-- Start of Data in this exercise --

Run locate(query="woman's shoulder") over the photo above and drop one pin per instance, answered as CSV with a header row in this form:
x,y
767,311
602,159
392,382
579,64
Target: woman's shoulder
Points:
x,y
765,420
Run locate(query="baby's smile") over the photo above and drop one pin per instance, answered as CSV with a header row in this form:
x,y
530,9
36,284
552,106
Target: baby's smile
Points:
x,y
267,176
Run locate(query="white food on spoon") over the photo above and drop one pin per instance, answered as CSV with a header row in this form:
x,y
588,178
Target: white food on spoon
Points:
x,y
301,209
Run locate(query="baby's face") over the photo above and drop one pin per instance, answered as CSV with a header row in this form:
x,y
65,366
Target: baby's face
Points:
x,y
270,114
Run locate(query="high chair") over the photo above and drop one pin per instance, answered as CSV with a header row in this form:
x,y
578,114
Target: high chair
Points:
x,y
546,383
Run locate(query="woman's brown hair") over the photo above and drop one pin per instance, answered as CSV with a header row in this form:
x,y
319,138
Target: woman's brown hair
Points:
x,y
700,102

-- End of Data in this exercise --

**Exercise directions**. Which lines of the material above contain the word "high", with case taken into account? List each such line in full.

**Exercise response**.
Run locate(query="high chair") over the photo above and drop one pin per instance, answered as CSV with a header row in this form:
Target: high chair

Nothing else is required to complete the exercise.